- Document extract:
Cool new ways to store and retrieve data in DNA

The world today generates mind-bogglingly insane amounts of data. Think of all of us on the internet, science experiments with a gazillion digital files, and connected devices that constantly talk to each other. And as we generate more data every year than the year before, we could run out of both space and energy for data centres to store this data.

Storing data in DNA, in principle, is an incredible alternative. DNA lasts a long time — intact DNA has been found in fossils over a million years old  — and replicates information over multiple generations. It’s also incredibly information-dense. Every gram of it can contain far more bits than conventional data storage media.

Earlier this month, I attended a conference in Prague that looked at the promises and challenges of this technology. It featured some fantastic talks covering different aspects of DNA-based data storage. Here are three of them that I'm keen to follow as they play out.

Storing data in more than the sequence

DNA has a four-letter alphabet that can be converted back and forth into the binary code. Storing data in DNA typically involves figuring out what DNA sequence would encode for that data and then synthesizing it. But DNA synthesis is slow and expensive. While researchers are exploring ways to speed that up, some are figuring out ways to store data in DNA without synthesis. Naturally, these methods store information in aspects of DNA other than its sequence.

One approach is a throwback to punch cards that stored information in the presence or absence of holes. Likewise, information could be stored in the presence or absence of nicks made with gene editing technologies at particular sites on the DNA. In another approach, data is stored in bumps on DNA nanostructures, with their presence or absence at particular sites equating to ones and zeroes.

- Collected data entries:
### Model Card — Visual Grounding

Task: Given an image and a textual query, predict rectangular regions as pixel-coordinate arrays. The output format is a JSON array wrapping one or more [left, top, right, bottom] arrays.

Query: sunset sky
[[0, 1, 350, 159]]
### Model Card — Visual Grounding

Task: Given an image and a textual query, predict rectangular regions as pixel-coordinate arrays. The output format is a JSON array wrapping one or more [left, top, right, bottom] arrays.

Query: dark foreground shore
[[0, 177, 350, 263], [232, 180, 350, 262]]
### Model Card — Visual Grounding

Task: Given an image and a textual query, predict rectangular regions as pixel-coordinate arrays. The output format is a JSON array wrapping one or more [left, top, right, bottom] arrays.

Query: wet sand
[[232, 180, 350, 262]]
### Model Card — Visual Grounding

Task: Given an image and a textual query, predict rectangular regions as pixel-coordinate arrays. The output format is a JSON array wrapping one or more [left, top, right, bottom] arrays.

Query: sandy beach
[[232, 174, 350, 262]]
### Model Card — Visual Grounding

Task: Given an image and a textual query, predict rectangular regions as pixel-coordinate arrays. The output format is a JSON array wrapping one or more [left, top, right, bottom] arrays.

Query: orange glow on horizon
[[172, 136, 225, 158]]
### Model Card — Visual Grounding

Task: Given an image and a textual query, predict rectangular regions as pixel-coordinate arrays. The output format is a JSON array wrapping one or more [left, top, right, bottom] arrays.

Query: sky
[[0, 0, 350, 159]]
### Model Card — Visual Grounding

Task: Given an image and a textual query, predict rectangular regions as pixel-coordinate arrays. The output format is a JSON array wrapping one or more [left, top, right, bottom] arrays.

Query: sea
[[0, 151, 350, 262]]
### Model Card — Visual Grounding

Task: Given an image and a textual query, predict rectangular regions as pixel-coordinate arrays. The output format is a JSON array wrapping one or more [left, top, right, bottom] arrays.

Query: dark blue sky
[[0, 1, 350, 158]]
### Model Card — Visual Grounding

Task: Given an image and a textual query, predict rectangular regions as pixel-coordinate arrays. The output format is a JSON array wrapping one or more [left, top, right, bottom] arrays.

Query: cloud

- Tasks to perform:
a. In the article on DNA data storage, in which city was the conference the writer attended held?
b. Continue the article on DNA data storage from its last sentence.
The data above is separate material and is not part of the article on DNA data storage.

- Per-task answers:
a. Prague

b.
Although these methods are not as information-dense as storing data in a DNA sequence, they could improve the utility of DNA data storage. Nicks can be easily resealed with enzymes that stitch together DNA, making it a rewritable way to store data in DNA. On the other hand, "reading" bumps doesn’t require DNA sequencing, as they can be seen under a microscope.

Retrieving data from DNA pools

Along with writing DNA in data, retrieving data is a bottleneck to DNA data storage, too, despite DNA sequencing being much cheaper and faster. Retrieving a particular file shouldn't require sequencing the entire library, but that's how it's often done. To overcome this limitation, researchers are enabling random access, or being able to retrieve a particular piece of information without having to go through everything, for DNA data storage.

To do this, different files are typically stored on different DNA sequences, each with a unique identifier. When a particular file needs to be read, the identifier holds the key to sequencing just that particular DNA sequence. Sequencing for retrieval introduces errors, and taking DNA out for sequencing means it also leads to a loss of data. Imagine you could copy data from a hard disk only a certain number of times before it’s lost completely. To avoid these, researchers are developing techniques that find particular sequences in a pool faster and access them without depleting them.

Others are working on creative ways to store DNA that make information retrieval easier and, simultaneously, improve its preservation. For example, researchers from CIC nanoGUNE are encapsulating DNA in two crosslinked polymer nanofibers. One polymer holds onto the DNA incredibly tightly, and the other lets it go when information needs to be read.

Doing more with little DNA

Researchers stitching DNA into polymers told me that, in the future, they could store DNA in textiles that could be turned into clothes. This is the premise behind the DNA of things. While DNA data storage is often thought of as a solution to sustainably store copious amounts of data, interesting things can also be done with storing little data in DNA.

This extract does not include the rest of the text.